▶ [What is required]: Would you please copy the part of the material below that opens with the line containing "Category: orange shoelace" and closes with the line containing "Category: racket grip"? Copy it exactly, and only it.
= Beginning of Section =
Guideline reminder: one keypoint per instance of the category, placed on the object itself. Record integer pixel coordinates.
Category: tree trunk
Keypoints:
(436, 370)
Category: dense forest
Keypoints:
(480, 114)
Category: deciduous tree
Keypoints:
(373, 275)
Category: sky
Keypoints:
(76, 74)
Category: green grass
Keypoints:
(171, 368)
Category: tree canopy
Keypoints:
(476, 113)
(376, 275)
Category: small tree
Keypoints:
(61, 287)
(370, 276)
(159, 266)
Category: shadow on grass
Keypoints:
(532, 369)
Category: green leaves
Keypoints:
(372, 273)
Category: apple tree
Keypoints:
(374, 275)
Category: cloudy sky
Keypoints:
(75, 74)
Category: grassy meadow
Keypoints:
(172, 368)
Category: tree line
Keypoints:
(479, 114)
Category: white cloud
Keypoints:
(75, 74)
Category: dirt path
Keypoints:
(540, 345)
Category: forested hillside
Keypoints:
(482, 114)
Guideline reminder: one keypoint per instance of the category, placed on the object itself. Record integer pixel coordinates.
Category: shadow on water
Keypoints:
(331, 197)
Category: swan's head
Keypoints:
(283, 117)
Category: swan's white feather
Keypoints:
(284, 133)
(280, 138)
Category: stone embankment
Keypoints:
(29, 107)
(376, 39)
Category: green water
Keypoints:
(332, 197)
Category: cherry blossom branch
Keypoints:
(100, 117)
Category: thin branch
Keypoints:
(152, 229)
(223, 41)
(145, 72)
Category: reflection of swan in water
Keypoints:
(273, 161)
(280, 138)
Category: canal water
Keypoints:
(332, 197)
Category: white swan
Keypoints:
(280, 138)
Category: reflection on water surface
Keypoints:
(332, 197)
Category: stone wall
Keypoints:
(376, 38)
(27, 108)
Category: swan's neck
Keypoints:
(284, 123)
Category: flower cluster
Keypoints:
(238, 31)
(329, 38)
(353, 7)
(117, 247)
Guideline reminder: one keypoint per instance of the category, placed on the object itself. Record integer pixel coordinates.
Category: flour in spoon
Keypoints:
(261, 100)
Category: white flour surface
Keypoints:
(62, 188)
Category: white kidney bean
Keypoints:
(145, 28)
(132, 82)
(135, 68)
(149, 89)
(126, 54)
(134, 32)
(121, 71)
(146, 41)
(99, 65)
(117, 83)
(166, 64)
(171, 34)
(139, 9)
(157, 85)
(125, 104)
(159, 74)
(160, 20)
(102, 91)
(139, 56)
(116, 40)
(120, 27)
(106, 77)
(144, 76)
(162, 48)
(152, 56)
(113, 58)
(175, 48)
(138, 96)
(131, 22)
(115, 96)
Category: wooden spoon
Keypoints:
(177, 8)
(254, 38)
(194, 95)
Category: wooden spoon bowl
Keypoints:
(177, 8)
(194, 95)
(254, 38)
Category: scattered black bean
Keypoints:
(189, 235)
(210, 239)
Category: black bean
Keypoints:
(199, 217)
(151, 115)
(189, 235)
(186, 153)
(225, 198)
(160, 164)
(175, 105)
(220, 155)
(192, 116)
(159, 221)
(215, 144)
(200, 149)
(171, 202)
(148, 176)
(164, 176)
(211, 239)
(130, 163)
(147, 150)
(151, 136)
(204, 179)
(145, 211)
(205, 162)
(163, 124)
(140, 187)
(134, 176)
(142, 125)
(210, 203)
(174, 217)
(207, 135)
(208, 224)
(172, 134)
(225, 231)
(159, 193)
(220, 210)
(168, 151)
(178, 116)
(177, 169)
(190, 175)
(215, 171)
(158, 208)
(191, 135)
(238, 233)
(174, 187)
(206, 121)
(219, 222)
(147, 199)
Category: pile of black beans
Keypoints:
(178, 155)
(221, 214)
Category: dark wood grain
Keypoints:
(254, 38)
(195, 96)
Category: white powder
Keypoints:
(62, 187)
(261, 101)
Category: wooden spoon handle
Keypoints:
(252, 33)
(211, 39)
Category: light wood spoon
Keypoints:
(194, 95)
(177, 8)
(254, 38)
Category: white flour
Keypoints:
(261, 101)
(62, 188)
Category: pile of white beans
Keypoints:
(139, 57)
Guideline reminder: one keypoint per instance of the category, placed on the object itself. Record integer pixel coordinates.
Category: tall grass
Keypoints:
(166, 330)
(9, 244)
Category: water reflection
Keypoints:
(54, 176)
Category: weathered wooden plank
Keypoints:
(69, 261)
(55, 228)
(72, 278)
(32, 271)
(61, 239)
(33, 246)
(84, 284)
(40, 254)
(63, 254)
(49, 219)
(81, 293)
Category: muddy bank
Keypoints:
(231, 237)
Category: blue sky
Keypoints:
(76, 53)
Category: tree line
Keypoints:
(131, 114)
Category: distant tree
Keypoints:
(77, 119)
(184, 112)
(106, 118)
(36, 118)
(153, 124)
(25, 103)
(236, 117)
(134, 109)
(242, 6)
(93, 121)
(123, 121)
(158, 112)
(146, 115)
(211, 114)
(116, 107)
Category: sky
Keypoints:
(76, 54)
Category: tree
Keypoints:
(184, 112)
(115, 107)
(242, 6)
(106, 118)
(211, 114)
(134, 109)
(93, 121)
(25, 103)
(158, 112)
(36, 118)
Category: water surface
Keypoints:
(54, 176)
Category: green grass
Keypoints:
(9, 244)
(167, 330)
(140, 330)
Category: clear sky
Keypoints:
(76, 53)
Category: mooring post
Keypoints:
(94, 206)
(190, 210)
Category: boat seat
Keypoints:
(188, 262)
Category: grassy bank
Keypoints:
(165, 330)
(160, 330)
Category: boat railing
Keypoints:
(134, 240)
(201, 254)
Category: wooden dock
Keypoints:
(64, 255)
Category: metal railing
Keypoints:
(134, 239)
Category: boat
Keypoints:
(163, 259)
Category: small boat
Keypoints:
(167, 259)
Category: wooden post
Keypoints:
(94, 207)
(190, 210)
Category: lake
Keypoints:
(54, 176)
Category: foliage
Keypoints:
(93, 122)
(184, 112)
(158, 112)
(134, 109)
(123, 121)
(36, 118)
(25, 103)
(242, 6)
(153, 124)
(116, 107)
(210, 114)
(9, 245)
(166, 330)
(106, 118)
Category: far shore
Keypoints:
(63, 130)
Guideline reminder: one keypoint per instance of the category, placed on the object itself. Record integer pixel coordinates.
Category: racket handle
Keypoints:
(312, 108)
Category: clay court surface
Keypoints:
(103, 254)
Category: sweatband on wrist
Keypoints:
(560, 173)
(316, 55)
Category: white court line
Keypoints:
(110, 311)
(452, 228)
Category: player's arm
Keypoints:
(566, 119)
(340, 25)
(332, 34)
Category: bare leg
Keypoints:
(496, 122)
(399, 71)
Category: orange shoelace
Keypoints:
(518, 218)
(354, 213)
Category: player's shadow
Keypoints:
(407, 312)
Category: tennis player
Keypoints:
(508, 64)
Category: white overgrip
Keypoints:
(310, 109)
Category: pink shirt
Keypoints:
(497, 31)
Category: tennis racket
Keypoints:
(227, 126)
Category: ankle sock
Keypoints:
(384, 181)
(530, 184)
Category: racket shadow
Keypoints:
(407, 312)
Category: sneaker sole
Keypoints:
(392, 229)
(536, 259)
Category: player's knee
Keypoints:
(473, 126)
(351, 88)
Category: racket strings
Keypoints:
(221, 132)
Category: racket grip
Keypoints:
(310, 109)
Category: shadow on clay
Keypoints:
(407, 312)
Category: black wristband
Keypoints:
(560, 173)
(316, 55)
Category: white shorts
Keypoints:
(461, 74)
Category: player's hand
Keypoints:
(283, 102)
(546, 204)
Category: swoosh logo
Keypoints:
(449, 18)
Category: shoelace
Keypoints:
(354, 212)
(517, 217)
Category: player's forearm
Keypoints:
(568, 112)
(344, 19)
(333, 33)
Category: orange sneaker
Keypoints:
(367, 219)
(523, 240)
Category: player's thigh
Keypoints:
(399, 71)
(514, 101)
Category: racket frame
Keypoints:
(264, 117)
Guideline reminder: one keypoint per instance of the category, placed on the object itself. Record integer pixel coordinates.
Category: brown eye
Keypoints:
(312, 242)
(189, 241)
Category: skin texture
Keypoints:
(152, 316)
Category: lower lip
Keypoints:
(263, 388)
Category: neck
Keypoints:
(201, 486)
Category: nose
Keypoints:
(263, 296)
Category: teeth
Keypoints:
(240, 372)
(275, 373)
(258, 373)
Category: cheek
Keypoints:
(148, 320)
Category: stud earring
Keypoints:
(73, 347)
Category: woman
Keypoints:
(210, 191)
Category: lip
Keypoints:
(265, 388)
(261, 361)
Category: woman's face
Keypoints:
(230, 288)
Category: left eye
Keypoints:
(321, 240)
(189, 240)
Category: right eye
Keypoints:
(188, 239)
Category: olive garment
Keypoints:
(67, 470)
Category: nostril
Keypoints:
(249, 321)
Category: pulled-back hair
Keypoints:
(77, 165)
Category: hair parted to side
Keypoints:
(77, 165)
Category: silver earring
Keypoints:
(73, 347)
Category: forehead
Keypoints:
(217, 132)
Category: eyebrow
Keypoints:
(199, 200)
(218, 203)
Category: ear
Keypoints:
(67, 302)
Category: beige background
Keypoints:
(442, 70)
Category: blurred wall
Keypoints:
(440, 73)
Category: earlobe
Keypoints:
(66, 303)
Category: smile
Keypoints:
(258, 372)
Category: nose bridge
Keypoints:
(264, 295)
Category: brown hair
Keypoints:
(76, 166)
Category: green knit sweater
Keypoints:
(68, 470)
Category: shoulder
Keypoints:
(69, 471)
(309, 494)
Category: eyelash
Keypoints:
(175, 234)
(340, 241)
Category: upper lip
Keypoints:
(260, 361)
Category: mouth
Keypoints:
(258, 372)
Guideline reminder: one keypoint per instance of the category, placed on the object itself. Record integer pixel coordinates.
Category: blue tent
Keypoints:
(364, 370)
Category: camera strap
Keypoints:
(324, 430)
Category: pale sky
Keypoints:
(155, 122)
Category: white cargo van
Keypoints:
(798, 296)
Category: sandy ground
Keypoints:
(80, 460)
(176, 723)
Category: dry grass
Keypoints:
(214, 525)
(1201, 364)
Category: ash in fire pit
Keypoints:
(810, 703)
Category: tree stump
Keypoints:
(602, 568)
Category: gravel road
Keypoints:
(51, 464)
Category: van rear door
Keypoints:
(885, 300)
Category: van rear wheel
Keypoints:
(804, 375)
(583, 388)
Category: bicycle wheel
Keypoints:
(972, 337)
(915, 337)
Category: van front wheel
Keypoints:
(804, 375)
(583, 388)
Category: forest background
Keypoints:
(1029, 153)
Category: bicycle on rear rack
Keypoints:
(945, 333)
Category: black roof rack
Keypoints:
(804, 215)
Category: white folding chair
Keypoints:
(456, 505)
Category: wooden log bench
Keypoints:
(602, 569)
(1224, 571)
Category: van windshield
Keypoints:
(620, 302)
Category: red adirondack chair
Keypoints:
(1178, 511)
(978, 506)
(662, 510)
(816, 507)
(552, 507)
= End of Section =
▶ [Answer section]:
Category: orange shoelace
Keypoints:
(518, 218)
(354, 213)
Category: player's shadow
Keypoints:
(407, 312)
Category: tennis player
Keypoints:
(508, 64)
Category: white overgrip
Keypoints:
(310, 109)
Category: pink shirt
Keypoints:
(497, 31)
Category: tennis racket
Keypoints:
(227, 126)
Category: ankle sock
Keypoints:
(384, 181)
(530, 184)
Category: racket shadow
Keypoints:
(407, 312)
Category: sneaker sole
Keypoints:
(392, 229)
(536, 259)
Category: player's knee
Keypoints:
(473, 126)
(351, 88)
Category: racket strings
Keypoints:
(221, 132)
Category: racket grip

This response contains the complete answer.